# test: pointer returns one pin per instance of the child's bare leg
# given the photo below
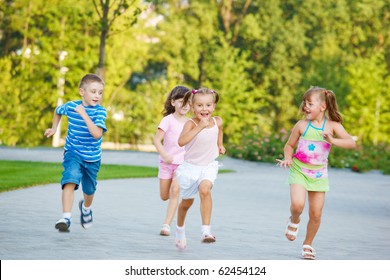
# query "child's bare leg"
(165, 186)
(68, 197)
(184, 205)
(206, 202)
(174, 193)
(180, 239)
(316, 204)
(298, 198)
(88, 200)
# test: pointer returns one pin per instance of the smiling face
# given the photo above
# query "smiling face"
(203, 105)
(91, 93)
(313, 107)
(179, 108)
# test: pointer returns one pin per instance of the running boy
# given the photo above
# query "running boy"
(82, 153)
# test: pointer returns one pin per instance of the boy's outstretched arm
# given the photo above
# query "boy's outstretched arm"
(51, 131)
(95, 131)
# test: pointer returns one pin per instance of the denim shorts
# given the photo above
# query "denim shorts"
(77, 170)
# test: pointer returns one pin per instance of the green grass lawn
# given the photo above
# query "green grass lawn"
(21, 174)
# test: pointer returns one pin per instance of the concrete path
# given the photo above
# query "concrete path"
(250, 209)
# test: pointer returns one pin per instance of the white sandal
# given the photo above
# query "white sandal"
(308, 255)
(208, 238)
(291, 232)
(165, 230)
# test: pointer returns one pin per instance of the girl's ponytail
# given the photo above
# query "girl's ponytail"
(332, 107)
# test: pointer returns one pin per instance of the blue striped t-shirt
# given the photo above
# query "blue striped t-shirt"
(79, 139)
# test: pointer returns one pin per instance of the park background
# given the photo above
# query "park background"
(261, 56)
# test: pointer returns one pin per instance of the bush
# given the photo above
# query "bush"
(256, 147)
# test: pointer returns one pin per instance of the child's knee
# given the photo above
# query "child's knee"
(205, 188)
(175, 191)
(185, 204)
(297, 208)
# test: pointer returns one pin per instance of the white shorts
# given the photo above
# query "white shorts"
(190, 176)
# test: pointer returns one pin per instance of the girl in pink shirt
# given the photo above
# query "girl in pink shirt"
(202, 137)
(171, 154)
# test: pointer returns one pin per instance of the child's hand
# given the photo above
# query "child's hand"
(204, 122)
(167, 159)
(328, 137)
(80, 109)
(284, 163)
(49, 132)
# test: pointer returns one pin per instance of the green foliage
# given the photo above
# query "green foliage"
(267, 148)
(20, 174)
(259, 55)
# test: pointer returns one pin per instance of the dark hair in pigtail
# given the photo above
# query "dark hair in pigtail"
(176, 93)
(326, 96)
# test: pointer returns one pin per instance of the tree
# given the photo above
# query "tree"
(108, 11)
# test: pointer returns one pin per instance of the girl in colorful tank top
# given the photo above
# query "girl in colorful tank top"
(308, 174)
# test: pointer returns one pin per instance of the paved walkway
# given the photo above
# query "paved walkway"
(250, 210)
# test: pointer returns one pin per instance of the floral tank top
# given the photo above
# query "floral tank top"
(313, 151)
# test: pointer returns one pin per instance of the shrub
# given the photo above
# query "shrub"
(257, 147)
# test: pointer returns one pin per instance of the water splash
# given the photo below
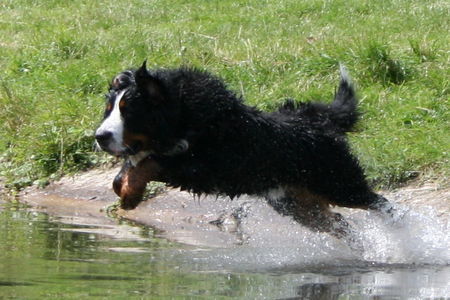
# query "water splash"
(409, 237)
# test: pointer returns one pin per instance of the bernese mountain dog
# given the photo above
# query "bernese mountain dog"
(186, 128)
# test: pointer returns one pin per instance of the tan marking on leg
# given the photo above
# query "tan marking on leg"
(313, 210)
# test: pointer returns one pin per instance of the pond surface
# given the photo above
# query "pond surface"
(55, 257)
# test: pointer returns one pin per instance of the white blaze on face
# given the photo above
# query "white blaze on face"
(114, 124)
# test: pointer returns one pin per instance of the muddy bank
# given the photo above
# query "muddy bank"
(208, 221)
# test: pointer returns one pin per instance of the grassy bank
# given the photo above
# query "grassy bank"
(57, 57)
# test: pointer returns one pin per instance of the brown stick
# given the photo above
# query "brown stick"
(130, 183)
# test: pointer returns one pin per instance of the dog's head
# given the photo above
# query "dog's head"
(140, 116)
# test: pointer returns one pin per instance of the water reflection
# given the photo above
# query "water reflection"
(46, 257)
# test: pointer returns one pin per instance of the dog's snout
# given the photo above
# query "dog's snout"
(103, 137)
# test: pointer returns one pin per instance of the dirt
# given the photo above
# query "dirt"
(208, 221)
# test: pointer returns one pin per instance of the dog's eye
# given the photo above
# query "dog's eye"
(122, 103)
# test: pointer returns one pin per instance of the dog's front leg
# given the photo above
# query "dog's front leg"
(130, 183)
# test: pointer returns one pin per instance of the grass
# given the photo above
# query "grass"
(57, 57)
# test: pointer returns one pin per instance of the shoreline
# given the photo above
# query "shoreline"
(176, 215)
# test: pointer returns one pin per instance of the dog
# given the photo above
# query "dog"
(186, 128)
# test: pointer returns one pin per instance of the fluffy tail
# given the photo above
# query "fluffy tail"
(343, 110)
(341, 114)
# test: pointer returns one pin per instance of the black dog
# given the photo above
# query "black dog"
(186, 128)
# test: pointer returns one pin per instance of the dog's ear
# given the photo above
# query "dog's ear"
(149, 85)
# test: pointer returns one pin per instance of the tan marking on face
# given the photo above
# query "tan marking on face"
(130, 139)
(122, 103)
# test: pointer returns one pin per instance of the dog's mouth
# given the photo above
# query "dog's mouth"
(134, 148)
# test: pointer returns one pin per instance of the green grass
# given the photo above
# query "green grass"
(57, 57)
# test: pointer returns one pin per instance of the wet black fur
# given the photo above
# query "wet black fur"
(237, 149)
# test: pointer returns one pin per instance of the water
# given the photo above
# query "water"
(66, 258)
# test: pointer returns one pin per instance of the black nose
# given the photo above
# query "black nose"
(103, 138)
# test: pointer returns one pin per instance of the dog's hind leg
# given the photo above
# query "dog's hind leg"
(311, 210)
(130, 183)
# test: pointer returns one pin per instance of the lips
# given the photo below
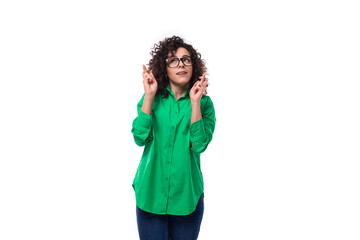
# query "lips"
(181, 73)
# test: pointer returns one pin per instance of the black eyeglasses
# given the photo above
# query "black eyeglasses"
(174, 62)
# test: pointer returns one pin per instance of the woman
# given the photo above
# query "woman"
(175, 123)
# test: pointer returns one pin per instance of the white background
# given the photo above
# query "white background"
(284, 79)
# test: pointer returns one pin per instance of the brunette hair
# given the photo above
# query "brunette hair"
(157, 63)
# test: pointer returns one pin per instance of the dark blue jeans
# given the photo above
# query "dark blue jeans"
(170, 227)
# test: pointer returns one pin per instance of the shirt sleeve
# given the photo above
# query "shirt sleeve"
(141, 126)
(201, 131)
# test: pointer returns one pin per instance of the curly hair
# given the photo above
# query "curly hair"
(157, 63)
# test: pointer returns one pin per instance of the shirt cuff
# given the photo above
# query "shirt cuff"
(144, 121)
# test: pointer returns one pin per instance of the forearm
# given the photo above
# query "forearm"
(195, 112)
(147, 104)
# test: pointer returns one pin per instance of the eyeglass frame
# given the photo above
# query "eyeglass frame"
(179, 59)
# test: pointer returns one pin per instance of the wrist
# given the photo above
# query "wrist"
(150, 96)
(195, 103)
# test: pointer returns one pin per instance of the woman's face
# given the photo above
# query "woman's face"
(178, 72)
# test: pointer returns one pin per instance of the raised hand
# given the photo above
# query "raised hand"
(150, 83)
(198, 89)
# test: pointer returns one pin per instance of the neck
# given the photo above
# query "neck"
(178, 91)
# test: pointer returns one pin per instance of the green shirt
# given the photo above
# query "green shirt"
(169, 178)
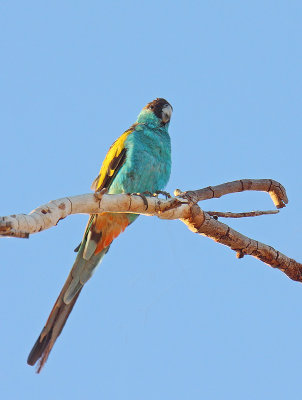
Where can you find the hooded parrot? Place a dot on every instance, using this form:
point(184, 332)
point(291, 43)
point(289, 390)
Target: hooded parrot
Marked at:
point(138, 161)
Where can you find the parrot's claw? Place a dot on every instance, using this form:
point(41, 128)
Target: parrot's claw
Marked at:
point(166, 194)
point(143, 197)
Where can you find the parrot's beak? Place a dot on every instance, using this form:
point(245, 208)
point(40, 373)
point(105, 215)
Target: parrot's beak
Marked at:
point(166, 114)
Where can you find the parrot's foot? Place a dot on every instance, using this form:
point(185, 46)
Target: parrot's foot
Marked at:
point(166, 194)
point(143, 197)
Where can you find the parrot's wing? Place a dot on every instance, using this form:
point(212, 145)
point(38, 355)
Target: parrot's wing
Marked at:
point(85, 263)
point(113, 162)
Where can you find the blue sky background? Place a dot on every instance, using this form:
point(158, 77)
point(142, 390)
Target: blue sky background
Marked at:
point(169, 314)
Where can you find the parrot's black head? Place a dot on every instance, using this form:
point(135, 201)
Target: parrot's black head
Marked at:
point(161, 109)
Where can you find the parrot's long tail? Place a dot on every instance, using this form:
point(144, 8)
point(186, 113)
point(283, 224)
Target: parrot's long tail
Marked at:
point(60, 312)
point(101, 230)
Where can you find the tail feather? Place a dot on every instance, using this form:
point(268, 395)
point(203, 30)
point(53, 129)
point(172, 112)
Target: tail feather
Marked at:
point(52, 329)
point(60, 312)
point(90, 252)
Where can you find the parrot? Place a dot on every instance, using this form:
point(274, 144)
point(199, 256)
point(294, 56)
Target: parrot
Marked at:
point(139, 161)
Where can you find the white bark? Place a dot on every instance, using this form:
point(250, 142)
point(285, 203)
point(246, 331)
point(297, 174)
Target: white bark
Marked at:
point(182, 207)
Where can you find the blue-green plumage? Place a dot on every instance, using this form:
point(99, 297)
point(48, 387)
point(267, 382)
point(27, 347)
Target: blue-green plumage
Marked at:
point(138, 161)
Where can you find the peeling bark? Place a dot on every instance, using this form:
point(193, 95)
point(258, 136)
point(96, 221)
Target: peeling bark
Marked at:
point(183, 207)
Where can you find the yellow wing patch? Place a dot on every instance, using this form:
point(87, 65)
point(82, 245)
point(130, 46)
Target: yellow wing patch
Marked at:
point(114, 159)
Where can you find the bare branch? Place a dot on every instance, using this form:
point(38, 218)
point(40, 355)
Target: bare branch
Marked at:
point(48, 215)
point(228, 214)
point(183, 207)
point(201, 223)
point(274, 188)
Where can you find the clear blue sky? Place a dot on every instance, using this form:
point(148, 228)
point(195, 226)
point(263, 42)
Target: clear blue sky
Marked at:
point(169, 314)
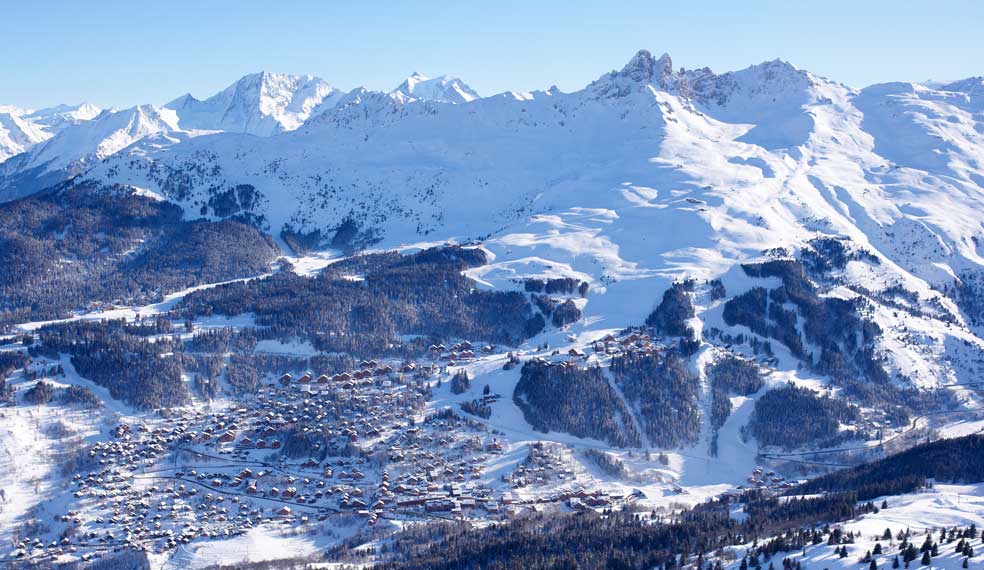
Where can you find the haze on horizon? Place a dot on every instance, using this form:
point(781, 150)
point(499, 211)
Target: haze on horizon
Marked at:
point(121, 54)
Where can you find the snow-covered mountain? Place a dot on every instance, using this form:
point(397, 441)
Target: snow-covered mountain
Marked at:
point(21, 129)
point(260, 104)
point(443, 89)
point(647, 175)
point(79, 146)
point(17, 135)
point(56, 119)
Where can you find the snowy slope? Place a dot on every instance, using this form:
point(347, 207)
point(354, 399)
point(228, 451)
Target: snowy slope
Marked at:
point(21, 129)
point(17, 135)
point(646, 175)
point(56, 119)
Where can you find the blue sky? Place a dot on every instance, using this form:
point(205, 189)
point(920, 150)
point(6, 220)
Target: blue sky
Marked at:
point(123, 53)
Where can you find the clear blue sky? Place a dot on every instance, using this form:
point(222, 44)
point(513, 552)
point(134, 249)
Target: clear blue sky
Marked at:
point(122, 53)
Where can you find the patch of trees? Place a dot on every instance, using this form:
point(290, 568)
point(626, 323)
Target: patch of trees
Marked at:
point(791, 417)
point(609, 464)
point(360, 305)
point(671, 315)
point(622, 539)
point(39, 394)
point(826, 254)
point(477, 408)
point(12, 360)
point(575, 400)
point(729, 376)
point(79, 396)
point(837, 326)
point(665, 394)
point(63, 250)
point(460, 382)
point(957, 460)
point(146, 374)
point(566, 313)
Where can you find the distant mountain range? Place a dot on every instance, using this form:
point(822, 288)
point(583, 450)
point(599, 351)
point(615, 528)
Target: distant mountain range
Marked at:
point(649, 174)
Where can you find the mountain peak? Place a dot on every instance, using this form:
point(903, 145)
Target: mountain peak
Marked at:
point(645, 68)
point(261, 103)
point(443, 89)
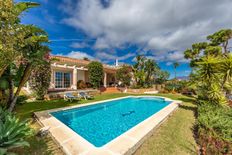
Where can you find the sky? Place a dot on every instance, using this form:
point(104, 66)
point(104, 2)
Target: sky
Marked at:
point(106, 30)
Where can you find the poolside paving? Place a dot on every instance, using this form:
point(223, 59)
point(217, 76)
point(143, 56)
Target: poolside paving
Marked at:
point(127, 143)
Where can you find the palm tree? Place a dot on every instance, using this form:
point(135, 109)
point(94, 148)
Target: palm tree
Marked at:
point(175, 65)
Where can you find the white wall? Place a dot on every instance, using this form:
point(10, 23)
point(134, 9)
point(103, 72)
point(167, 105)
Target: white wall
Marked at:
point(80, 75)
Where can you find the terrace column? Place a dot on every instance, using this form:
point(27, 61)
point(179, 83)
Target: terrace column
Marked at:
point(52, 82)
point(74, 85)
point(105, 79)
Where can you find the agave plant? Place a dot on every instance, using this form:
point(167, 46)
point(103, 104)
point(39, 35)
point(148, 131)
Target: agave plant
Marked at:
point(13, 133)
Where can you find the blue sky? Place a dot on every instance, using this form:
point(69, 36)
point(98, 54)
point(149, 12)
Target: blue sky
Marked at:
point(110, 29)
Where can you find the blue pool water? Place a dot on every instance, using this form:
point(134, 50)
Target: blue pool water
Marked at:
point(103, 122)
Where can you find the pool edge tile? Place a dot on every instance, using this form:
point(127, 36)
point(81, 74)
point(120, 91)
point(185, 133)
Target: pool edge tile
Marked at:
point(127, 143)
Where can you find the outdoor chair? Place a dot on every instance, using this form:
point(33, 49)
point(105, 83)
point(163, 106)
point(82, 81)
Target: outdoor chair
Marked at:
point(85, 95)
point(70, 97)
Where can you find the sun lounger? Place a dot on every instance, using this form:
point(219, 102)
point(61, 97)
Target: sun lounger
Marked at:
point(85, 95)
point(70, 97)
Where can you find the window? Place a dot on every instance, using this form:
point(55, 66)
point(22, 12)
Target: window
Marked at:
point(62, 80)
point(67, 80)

Exercise aim → Search the listing for "outdoor" and show every line where it occurs.

Result of this exercise →
Where can you find the outdoor chair? Place a dot on every instance, using this form:
Target: outdoor chair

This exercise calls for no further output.